GEGEVEN OPDRACHT:
Zet de uitspraak over de ingetrokken verblijfsvergunning alsjeblieft voort na de laatste zin.

GETOONDE TEKST:
ECLI:NL:RBDHA:2020:2408

Rechtbank Den Haag

Datum uitspraak
24 januari 2020
Publicatiedatum
18 maart 2020
Zaaknummer
AWB - 19 _ 5768
Instantie
Rechtbank Den Haag
Type
Uitspraak
Rechtsgebied
Bestuursrecht; Vreemdelingenrecht
Procedures
  • Eerste aanleg - enkelvoudig
Vindplaatsen
  • Rechtspraak.nl
AI samenvatting door LexboostAutomatisch gegenereerd

Intrekking verblijfsvergunning regulier voor onbepaalde tijd en niet-ontvankelijkheid bezwaar

In deze zaak heeft de Rechtbank Den Haag op 24 januari 2020 uitspraak gedaan in een geschil tussen een eiser en de staatssecretaris van Justitie en Veiligheid. De eiser had een verblijfsvergunning regulier voor onbepaalde tijd, welke door de staatssecretaris met terugwerkende kracht vanaf 12 juni 2018 was ingetrokken. De staatssecretaris verklaarde het bezwaar van de eiser tegen deze intrekking niet-ontvankelijk, omdat het bezwaar buiten de daarvoor gestelde termijn was ingediend. De eiser heeft hiertegen beroep ingesteld.

De rechtbank heeft vastgesteld dat de staatssecretaris het primaire besluit op de juiste wijze heeft bekendgemaakt, namelijk door het te verzenden naar het laatst bekende adres van de eiser in de Basisregistratie Personen (BRP). De rechtbank oordeelde dat de eiser niet tijdig bezwaar had gemaakt, omdat hij niet had gereageerd op de brieven van de staatssecretaris en dat de termijnoverschrijding niet verschoonbaar was. De eiser had de verplichting om een postadres door te geven, gezien zijn zwervende bestaan.

Daarnaast heeft de rechtbank geoordeeld dat de hoorplicht niet is geschonden, omdat het bezwaar kennelijk niet-ontvankelijk was. De rechtbank heeft geconcludeerd dat de staatssecretaris terecht het bezwaar van de eiser niet-ontvankelijk heeft verklaard. Het beroep van de eiser is ongegrond verklaard, en er is geen aanleiding voor een proceskostenveroordeling.

Uitspraak

RECHTBANK DEN HAAG

Bestuursrecht
zaaknummer: AWB 19/5768

uitspraak van de enkelvoudige kamer van 24 januari 2020 in de zaak tussen

[eiser] , eiser, V-nummer [V-nummer]

(gemachtigde: mr. T. Thissen),
en

de staatssecretaris van Justitie en Veiligheid, verweerder

(gemachtigde: mr. H. Chamkh).

Procesverloop

Bij besluit van 7 november 2018 (het primaire besluit) heeft verweerder de verblijfsvergunning regulier voor onbepaalde tijd van eiser met terugwerkende kracht vanaf 12 juni 2018 ingetrokken.
Bij besluit van 28 juni 2019 (het bestreden besluit) heeft verweerder het bezwaar van eiser niet-ontvankelijk verklaard.
Eiser heeft tegen het bestreden besluit beroep ingesteld.
Verweerder heeft een verweerschrift ingediend.

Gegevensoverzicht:
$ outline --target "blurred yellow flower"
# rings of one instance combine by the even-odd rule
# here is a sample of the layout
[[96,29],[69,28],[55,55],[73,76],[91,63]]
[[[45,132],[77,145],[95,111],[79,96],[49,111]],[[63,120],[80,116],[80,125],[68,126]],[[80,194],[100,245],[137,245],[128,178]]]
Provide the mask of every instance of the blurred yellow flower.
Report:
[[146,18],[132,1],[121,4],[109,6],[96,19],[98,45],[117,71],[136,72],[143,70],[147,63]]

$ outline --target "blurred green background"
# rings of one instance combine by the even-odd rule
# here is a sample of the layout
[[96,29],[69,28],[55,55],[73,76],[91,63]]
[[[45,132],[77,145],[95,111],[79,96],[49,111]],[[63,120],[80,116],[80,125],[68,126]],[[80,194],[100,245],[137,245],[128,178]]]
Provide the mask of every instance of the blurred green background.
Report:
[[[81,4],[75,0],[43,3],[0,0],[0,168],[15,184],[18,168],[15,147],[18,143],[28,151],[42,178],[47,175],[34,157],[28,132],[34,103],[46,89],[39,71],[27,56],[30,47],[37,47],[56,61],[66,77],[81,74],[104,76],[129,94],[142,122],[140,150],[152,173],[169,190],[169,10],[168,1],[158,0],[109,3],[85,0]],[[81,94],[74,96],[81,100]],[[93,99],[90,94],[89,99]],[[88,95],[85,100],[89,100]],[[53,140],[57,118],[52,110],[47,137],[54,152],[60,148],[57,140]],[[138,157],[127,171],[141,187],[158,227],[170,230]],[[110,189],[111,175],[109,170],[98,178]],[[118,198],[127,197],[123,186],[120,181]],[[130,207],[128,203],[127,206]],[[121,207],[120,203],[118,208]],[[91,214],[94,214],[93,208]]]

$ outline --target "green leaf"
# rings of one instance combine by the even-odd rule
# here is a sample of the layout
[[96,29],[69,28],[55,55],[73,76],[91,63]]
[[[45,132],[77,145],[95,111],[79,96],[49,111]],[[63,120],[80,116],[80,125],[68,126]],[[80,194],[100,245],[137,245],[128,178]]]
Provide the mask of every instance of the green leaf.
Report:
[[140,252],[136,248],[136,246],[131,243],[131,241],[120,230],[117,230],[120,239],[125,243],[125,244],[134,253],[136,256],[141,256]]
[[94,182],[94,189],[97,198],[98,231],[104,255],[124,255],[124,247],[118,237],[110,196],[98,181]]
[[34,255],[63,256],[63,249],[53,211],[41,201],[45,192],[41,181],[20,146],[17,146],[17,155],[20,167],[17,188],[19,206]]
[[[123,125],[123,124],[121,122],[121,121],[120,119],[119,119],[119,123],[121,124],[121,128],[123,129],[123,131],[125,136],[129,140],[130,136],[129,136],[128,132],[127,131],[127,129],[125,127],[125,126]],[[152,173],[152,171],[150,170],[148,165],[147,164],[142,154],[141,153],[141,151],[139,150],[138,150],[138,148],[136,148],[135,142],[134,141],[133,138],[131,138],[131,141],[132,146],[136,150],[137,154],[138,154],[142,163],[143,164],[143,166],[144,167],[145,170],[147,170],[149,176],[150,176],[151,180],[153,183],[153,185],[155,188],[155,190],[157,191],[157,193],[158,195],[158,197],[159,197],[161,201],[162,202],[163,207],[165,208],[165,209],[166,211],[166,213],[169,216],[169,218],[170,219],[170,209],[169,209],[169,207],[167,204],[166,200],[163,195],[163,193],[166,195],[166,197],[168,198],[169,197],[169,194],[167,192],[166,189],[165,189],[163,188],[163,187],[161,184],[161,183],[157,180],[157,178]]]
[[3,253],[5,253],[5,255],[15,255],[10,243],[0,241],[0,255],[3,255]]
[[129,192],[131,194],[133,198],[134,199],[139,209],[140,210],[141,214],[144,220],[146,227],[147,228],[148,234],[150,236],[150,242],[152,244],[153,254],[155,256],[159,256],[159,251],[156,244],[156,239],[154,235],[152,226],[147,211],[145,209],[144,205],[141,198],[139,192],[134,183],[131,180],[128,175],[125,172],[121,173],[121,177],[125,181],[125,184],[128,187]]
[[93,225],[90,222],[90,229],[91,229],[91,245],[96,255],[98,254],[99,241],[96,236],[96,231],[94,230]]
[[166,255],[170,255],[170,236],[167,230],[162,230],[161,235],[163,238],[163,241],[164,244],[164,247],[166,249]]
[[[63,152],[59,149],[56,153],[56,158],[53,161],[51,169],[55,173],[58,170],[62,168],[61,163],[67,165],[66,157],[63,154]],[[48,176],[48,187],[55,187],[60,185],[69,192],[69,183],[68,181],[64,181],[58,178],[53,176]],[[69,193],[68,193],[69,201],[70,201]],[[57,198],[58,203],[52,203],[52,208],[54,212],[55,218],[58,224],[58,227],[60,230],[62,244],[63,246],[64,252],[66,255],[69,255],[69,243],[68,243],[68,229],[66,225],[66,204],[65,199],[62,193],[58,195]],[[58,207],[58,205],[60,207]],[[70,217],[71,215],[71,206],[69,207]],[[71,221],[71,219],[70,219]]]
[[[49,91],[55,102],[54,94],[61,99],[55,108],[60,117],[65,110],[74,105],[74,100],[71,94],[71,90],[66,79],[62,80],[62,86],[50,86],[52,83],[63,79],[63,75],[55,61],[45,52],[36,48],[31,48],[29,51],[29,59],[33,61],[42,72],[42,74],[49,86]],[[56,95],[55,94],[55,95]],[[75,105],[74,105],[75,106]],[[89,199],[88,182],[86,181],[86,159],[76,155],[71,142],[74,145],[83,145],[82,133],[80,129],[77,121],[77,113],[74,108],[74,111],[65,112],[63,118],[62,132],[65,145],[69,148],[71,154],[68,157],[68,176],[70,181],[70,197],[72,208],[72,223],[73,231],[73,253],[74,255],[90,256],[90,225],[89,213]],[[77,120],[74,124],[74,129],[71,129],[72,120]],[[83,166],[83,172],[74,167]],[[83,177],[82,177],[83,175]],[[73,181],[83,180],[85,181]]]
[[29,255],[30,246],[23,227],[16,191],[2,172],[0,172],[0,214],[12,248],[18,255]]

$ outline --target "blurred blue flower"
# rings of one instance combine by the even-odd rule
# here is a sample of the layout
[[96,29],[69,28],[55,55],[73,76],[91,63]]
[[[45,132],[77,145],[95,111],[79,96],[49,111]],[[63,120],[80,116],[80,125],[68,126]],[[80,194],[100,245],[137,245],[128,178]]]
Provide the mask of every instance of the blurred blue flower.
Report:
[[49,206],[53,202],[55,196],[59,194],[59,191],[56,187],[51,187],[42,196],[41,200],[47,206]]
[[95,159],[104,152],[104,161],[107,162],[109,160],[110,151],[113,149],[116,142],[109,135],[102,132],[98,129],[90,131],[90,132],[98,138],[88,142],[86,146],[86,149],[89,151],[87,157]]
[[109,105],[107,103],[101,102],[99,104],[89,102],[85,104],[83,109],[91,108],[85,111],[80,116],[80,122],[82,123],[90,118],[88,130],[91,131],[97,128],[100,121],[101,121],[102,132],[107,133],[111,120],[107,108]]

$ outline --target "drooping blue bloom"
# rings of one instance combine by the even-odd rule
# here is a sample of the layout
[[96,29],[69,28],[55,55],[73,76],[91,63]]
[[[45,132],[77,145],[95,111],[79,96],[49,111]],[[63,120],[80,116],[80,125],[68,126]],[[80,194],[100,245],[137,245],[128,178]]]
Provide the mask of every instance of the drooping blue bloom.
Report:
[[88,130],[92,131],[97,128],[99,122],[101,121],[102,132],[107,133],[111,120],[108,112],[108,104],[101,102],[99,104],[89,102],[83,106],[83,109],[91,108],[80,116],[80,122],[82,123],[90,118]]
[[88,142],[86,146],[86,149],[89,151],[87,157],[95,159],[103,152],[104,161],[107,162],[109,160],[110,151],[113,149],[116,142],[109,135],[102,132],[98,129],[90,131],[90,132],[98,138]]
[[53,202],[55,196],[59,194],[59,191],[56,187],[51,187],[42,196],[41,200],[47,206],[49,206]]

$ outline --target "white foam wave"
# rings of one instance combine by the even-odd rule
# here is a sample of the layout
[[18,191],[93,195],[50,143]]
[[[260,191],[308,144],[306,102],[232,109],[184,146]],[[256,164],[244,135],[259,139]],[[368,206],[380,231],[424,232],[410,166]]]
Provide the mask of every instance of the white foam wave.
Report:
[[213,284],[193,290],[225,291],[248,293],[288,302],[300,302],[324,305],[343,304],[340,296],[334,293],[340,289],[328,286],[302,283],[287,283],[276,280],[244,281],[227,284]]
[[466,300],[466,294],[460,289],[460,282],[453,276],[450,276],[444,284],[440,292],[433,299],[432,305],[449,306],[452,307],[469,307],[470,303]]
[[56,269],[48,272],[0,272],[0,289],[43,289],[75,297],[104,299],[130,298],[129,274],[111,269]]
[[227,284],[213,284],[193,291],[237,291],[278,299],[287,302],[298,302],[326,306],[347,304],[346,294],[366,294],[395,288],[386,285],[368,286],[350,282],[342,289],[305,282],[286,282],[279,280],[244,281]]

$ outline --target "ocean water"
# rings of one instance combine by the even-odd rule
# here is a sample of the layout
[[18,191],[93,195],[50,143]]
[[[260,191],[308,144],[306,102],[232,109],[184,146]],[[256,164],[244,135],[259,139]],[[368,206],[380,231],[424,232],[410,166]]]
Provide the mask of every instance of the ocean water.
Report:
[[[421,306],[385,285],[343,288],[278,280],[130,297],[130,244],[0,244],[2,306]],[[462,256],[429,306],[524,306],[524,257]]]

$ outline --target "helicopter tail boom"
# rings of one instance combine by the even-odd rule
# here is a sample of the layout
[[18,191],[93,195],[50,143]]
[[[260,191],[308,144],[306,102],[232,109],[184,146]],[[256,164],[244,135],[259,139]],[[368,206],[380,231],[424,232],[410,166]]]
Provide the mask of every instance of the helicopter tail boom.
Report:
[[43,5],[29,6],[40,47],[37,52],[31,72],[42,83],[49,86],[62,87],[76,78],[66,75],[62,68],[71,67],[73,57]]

ANTWOORD OP OPDRACHT:
Het onderzoek ter zitting heeft plaatsgevonden op 14 januari 2020. Eiser is verschenen, bijgestaan door zijn gemachtigde. Als tolk is verschenen Y. He. Verweerder heeft zich laten vertegenwoordigen door zijn gemachtigde.

Overwegingen

1. Eiser heeft van 16 januari 2013 tot 15 januari 2016 en van 8 december 2017 tot 27 juni 2018 niet ingeschreven gestaan in de Basisregistratie Personen (BRP), met daarbij de aantekening ‘Registratie Niet-Ingezetene’. Op 12 juni 2018, 12 juli 2018 en 11 september 2018 heeft verweerder eiser brieven gestuurd waarin hij stelt voornemens te zijn om de verblijfsvergunning regulier voor onbepaalde tijd van eiser in te trekken. Deze brieven zijn naar de laatst bekende adressen van eiser gestuurd. Eiser heeft hierop niet gereageerd. Bij het primaire besluit heeft verweerder de verblijfsvergunning regulier voor onbepaalde tijd van eiser met terugwerkende kracht vanaf 12 juni 2018 ingetrokken. Eiser heeft op 25 februari 2019 bezwaar gemaakt tegen het primaire besluit. Bij brief van 25 maart 2019 heeft eiser de gronden van bezwaar aangevuld.
2. Verweerder heeft het bezwaar van eiser niet-ontvankelijk verklaard, omdat deze buiten de daarvoor gestelde termijn is ingediend. Verweerder heeft zich daarbij op het standpunt gesteld dat het primaire besluit is verzonden naar het adres van eiser conform de BRP en geen sprake is van een verschoonbare termijnoverschrijding.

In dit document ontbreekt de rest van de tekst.